CONSIGNE: Mettez l'ensemble des données ci-dessous sous la forme d'une liste JSON de chaînes, à raison d'une chaîne par ligne, en omettant les lignes vides. Les images ne doivent pas figurer dans la réponse.

DONNÉES À TRAITER:
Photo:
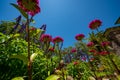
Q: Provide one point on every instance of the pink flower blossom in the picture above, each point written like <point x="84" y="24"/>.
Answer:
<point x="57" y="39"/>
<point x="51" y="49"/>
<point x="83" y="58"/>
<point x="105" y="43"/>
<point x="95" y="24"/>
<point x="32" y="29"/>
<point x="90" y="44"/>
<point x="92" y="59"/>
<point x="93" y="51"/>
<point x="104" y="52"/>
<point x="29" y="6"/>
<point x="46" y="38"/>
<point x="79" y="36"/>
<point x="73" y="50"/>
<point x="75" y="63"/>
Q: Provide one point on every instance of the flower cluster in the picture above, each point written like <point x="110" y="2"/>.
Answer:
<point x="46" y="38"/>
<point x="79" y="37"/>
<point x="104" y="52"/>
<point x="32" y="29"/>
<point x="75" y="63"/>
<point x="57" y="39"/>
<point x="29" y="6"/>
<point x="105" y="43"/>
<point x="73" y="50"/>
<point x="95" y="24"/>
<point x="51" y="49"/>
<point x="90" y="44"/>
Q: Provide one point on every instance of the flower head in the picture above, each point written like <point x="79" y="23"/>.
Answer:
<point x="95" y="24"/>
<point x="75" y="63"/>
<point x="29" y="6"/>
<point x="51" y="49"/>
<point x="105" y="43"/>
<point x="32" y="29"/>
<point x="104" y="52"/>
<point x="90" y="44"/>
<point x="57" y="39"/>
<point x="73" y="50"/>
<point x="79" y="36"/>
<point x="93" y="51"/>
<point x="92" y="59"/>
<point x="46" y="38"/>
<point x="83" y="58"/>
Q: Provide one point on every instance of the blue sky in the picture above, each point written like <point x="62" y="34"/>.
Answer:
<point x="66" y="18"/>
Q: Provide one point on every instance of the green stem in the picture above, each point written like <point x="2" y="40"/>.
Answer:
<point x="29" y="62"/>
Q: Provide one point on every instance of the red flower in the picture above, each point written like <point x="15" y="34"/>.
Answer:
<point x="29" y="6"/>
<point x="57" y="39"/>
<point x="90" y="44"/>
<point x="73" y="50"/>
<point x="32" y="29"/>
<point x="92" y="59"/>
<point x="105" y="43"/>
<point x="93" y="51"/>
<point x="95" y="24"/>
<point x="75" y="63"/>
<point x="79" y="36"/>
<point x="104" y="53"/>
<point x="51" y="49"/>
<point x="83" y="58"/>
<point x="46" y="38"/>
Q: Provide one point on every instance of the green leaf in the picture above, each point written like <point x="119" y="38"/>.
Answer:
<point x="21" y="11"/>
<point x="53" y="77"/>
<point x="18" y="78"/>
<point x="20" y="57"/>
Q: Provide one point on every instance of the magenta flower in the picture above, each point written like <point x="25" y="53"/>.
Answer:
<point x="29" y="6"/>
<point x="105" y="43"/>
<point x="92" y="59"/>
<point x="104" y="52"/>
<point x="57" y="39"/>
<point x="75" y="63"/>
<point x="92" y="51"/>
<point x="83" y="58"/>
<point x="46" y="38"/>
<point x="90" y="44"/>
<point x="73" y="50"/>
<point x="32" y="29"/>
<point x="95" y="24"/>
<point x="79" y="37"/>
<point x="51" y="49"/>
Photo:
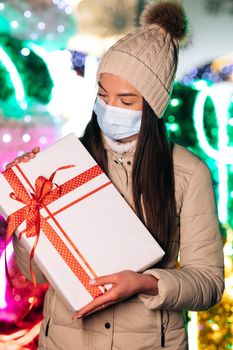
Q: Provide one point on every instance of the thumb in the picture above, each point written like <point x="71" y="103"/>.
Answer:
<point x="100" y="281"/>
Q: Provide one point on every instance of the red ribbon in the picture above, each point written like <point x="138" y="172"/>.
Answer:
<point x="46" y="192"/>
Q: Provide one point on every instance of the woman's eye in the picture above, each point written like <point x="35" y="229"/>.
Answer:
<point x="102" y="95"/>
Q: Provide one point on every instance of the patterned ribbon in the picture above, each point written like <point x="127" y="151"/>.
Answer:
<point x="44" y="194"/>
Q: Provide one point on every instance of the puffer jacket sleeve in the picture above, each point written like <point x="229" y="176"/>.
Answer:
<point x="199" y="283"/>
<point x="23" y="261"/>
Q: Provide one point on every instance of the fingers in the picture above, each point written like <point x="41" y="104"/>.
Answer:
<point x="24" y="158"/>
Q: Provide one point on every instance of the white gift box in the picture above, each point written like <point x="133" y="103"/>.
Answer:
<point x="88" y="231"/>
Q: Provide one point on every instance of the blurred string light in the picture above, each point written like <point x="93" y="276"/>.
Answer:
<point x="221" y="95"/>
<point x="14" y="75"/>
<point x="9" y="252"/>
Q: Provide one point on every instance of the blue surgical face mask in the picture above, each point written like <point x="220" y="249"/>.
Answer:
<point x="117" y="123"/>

CORRIGÉ:
[
  "Photo:",
  "Q: Provide one point on every instance of the pink flower blossom in the picture above, each point written like <point x=\"84\" y=\"24\"/>.",
  "Answer:",
  "<point x=\"57\" y=\"39\"/>",
  "<point x=\"51\" y=\"49\"/>",
  "<point x=\"83\" y=\"58\"/>",
  "<point x=\"105\" y=\"43\"/>",
  "<point x=\"95\" y=\"24\"/>",
  "<point x=\"32\" y=\"29\"/>",
  "<point x=\"90\" y=\"44\"/>",
  "<point x=\"92\" y=\"59\"/>",
  "<point x=\"93\" y=\"51\"/>",
  "<point x=\"104\" y=\"52\"/>",
  "<point x=\"29\" y=\"6\"/>",
  "<point x=\"46\" y=\"38\"/>",
  "<point x=\"79\" y=\"36\"/>",
  "<point x=\"73\" y=\"50\"/>",
  "<point x=\"75\" y=\"63\"/>",
  "Q: Provide one point on every instance of the flower cluster in the picture above, each point written like <point x=\"110\" y=\"2\"/>.",
  "Answer:",
  "<point x=\"46\" y=\"38\"/>",
  "<point x=\"79\" y=\"37\"/>",
  "<point x=\"104\" y=\"52\"/>",
  "<point x=\"32\" y=\"29\"/>",
  "<point x=\"75\" y=\"63\"/>",
  "<point x=\"57\" y=\"39\"/>",
  "<point x=\"29\" y=\"6\"/>",
  "<point x=\"105\" y=\"43\"/>",
  "<point x=\"73\" y=\"50\"/>",
  "<point x=\"95\" y=\"24\"/>",
  "<point x=\"51\" y=\"49\"/>",
  "<point x=\"90\" y=\"44\"/>",
  "Q: Provide one point on every instance of the flower head in the picture above, each point written like <point x=\"79\" y=\"23\"/>.",
  "Answer:",
  "<point x=\"95\" y=\"24\"/>",
  "<point x=\"75\" y=\"63\"/>",
  "<point x=\"29\" y=\"6\"/>",
  "<point x=\"51\" y=\"49\"/>",
  "<point x=\"105\" y=\"43\"/>",
  "<point x=\"32\" y=\"29\"/>",
  "<point x=\"104\" y=\"52\"/>",
  "<point x=\"90\" y=\"44\"/>",
  "<point x=\"57\" y=\"39\"/>",
  "<point x=\"73\" y=\"50\"/>",
  "<point x=\"79\" y=\"36\"/>",
  "<point x=\"93\" y=\"51\"/>",
  "<point x=\"92\" y=\"59\"/>",
  "<point x=\"46\" y=\"38\"/>",
  "<point x=\"83\" y=\"58\"/>",
  "Q: Provide one point on every instance of the blue sky in the picture above, each point written like <point x=\"62\" y=\"34\"/>.",
  "Answer:",
  "<point x=\"66\" y=\"18\"/>",
  "Q: Provide one point on every instance of the green stem in the picture above, each point written like <point x=\"2\" y=\"40\"/>.",
  "Answer:",
  "<point x=\"29\" y=\"62\"/>",
  "Q: Provide one point on every instance of the red flower in the picture above, each point written like <point x=\"15\" y=\"34\"/>.",
  "Answer:",
  "<point x=\"29\" y=\"6\"/>",
  "<point x=\"57\" y=\"39\"/>",
  "<point x=\"90\" y=\"44\"/>",
  "<point x=\"73\" y=\"50\"/>",
  "<point x=\"32\" y=\"29\"/>",
  "<point x=\"92\" y=\"59\"/>",
  "<point x=\"105\" y=\"43\"/>",
  "<point x=\"93\" y=\"51\"/>",
  "<point x=\"95\" y=\"24\"/>",
  "<point x=\"75\" y=\"63\"/>",
  "<point x=\"79\" y=\"36\"/>",
  "<point x=\"104\" y=\"53\"/>",
  "<point x=\"51\" y=\"49\"/>",
  "<point x=\"83\" y=\"58\"/>",
  "<point x=\"46\" y=\"38\"/>",
  "Q: Provide one point on every instance of the green leaf in the picture above, each point written like <point x=\"119\" y=\"38\"/>.",
  "Answer:",
  "<point x=\"21\" y=\"11\"/>",
  "<point x=\"53\" y=\"77\"/>",
  "<point x=\"18\" y=\"78\"/>",
  "<point x=\"20\" y=\"57\"/>",
  "Q: Provide one point on every instance of the magenta flower in the picture above, each point written like <point x=\"25\" y=\"53\"/>.",
  "Answer:",
  "<point x=\"29\" y=\"6\"/>",
  "<point x=\"105\" y=\"43\"/>",
  "<point x=\"92\" y=\"59\"/>",
  "<point x=\"104\" y=\"52\"/>",
  "<point x=\"57\" y=\"39\"/>",
  "<point x=\"75\" y=\"63\"/>",
  "<point x=\"92\" y=\"51\"/>",
  "<point x=\"83\" y=\"58\"/>",
  "<point x=\"46\" y=\"38\"/>",
  "<point x=\"90\" y=\"44\"/>",
  "<point x=\"73\" y=\"50\"/>",
  "<point x=\"32\" y=\"29\"/>",
  "<point x=\"95\" y=\"24\"/>",
  "<point x=\"79\" y=\"37\"/>",
  "<point x=\"51\" y=\"49\"/>",
  "Photo:",
  "Q: Provide one point on every instance of the thumb in the picture above, each point written like <point x=\"71\" y=\"103\"/>.",
  "Answer:",
  "<point x=\"100\" y=\"281\"/>",
  "Q: Provide one point on every instance of the red ribbon in the picture above, each point written like <point x=\"138\" y=\"172\"/>.",
  "Answer:",
  "<point x=\"46\" y=\"192\"/>",
  "Q: Provide one point on every instance of the woman's eye in the picture above, each point written like <point x=\"35\" y=\"229\"/>.",
  "Answer:",
  "<point x=\"102\" y=\"95\"/>",
  "Q: Provide one point on every instance of the patterned ribbon in the picture above, each point written like <point x=\"127\" y=\"151\"/>.",
  "Answer:",
  "<point x=\"44\" y=\"194\"/>",
  "Q: Provide one point on every instance of the puffer jacket sleeve in the picture above, each point written like <point x=\"229\" y=\"176\"/>.",
  "Answer:",
  "<point x=\"199\" y=\"283\"/>",
  "<point x=\"23\" y=\"261\"/>",
  "Q: Provide one point on every instance of the fingers in the picture above, each point written like <point x=\"41\" y=\"104\"/>.",
  "Answer:",
  "<point x=\"24\" y=\"158\"/>",
  "Q: Provide one point on every instance of the white gift box in the picture above, each point written like <point x=\"133\" y=\"103\"/>.",
  "Answer:",
  "<point x=\"88\" y=\"231\"/>",
  "Q: Provide one point on every instance of the blurred string light in the picture above, each point written like <point x=\"93\" y=\"276\"/>.",
  "Answer:",
  "<point x=\"221\" y=\"95\"/>",
  "<point x=\"14\" y=\"75\"/>",
  "<point x=\"9\" y=\"252\"/>",
  "Q: Provide one point on every instance of the blue surgical face mask in the picture above, each point written like <point x=\"220\" y=\"249\"/>.",
  "Answer:",
  "<point x=\"117\" y=\"123\"/>"
]